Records
⟨
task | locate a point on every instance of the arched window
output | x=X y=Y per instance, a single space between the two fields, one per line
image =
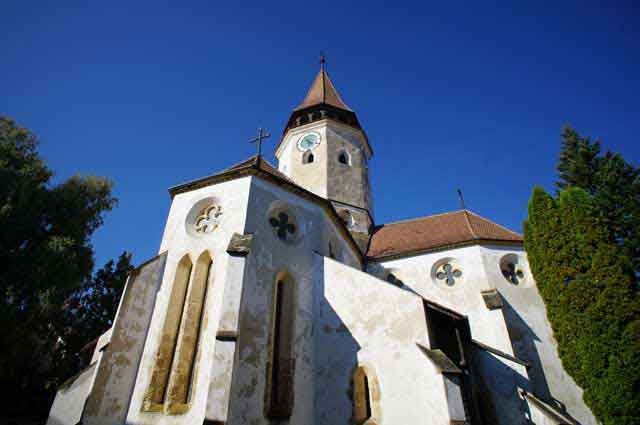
x=307 y=157
x=279 y=393
x=189 y=338
x=347 y=218
x=343 y=158
x=171 y=376
x=364 y=387
x=154 y=397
⟩
**PROBLEM REQUIREMENTS:** Please copy the records above word for word, leaving the pictures out.

**THE ANSWER:**
task | locate a point on every instance of the arched window
output | x=X y=Y per instance, a single space between the two fields, one per line
image =
x=307 y=157
x=279 y=393
x=189 y=338
x=347 y=218
x=343 y=158
x=171 y=376
x=364 y=387
x=154 y=397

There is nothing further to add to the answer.